Problem description >>
The data needs to be returned in full, exactly as it reads.

Given entries >>
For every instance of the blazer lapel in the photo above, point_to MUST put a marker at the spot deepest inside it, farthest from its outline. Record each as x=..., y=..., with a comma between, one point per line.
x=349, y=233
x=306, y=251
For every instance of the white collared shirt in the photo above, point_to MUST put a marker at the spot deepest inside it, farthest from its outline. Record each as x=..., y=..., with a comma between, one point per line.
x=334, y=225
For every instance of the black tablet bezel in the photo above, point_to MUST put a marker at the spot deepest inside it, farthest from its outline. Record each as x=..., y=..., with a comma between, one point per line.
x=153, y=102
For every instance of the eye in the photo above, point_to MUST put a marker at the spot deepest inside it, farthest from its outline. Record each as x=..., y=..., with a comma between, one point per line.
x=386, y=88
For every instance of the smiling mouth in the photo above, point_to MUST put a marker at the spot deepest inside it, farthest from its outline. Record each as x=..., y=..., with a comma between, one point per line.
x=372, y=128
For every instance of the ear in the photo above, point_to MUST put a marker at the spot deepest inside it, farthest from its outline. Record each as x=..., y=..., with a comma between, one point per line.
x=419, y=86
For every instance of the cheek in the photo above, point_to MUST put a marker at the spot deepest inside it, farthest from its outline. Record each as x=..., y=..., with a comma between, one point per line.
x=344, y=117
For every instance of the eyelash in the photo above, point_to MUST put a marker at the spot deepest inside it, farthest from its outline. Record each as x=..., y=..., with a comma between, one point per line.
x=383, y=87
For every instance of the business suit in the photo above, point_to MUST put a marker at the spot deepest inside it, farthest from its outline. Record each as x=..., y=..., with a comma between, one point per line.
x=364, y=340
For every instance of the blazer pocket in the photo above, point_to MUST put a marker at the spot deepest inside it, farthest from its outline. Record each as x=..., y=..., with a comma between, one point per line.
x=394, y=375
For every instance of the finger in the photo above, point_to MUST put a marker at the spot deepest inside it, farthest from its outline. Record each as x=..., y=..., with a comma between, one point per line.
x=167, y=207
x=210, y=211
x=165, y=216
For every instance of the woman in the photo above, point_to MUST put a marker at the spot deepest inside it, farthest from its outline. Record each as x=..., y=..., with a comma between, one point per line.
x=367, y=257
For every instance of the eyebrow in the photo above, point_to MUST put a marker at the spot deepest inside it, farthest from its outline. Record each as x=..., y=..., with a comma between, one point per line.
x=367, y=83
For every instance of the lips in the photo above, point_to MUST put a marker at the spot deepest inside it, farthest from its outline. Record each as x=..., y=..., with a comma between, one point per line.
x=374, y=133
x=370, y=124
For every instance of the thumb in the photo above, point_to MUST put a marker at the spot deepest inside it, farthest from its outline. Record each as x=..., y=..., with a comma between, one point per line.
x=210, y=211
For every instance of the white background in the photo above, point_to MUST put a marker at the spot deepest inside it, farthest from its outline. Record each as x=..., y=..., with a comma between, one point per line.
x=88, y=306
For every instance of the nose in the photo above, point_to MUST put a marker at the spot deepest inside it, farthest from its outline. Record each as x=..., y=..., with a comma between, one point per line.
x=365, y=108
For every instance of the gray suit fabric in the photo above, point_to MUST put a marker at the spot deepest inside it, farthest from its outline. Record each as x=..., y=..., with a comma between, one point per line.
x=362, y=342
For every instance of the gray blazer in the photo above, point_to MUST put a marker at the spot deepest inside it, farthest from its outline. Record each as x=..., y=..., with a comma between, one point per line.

Answer section >>
For every instance of the blazer lapel in the photo above, point_to MUST put a marker at the spot deepest inside it, farthest from its outline. Record each as x=..., y=..., with a comma between, one point per line.
x=349, y=233
x=306, y=251
For every instance of the white collared shirt in the photo above, point_to MUST put a marker at the spot deepest inside it, farthest from its outline. Record each as x=..., y=..., with a comma between, one point per line.
x=334, y=225
For every instance of the black tablet bezel in the photo above, point_to MUST put a marker at the spot deepest inside it, farthest from its outline. Record each as x=..., y=..., with a comma between, one point per line.
x=153, y=102
For every instance of the eye in the photo above, point_to MUST put a marker at the spot deepest inside it, farthest from its outline. Record each as x=..., y=..., with a comma between, one point per line.
x=386, y=88
For every instance of the smiling mouth in the photo above, point_to MUST put a marker at the spot deepest inside it, farthest from its outline. Record each as x=..., y=..., with a comma between, one point per line.
x=372, y=128
For every instance of the ear in the photo above, point_to MUST put a marker at the spot deepest inside it, farthest from its outline. Record each as x=..., y=..., with a comma between, one point per line.
x=419, y=86
For every instance of the cheek in the photo above, point_to MUST put a marker at the spot deepest inside it, farthest from its outline. Record each as x=..., y=..., with a comma between, one point per line.
x=344, y=117
For every instance of the eyelash in the photo above, point_to MUST put a marker at the spot deepest inside it, farthest from its outline. Record each as x=..., y=..., with a comma between, one point per line.
x=383, y=87
For every instance of the business suit in the photo above, point_to MUST put a marker at the spot deepest inside it, farthest from its outline. Record each as x=..., y=..., with a comma between, one point per line.
x=364, y=340
For every instance of the blazer pocket in the photo above, point_to MUST put a marker at the spot deepest inside it, farthest from its outline. Record each as x=..., y=..., with a comma between, one point per line.
x=394, y=375
For every instance of the finger in the photo above, point_to MUST put a marker at the spot deepest inside it, farthest from its outline. Record each as x=..., y=..., with a comma between, one point per line.
x=167, y=207
x=210, y=211
x=165, y=216
For every instance of the woman in the photo above, point_to MUST put a marker at the spot deepest inside it, farthest from its outline. Record each as x=..., y=..., with a comma between, one point per line.
x=367, y=257
For every instance of the eyebrow in the photo above, point_to MUST put a marker at the spot deepest inside it, farthest from its outline. Record each as x=..., y=..., with a comma between, one point per line.
x=367, y=83
For every instance of the lips in the photo above, point_to MUST put a marker at the spot deepest inside it, farthest from its outline. Record each as x=..., y=..., with a comma between, one point per line.
x=374, y=133
x=370, y=124
For every instance of the thumb in the photo above, point_to MUST put a marker at the spot deepest inside it, farthest from its outline. Record each as x=..., y=..., with a comma between, one point per line.
x=210, y=211
For every instance of the white background in the photo above, point_to MUST put a marker at the spot deepest inside it, farthest from its outline. Record each as x=..., y=..., with a comma between, one point per line.
x=88, y=306
For every instance of the nose in the photo above, point_to MUST put a marker at the spot deepest inside it, farthest from its outline. Record each as x=..., y=..., with a comma between, one point per line.
x=365, y=108
For every instance of the gray suit fabric in the photo above, point_to MUST put a marker at the spot deepest inside it, farthest from its outline. Record each as x=..., y=..., with a comma between, one point per line.
x=362, y=342
For every instance of the gray blazer in the photo above, point_to MUST put a marker at the spot deepest inside it, farthest from its outline. Record each as x=..., y=..., with a comma between, one point per line.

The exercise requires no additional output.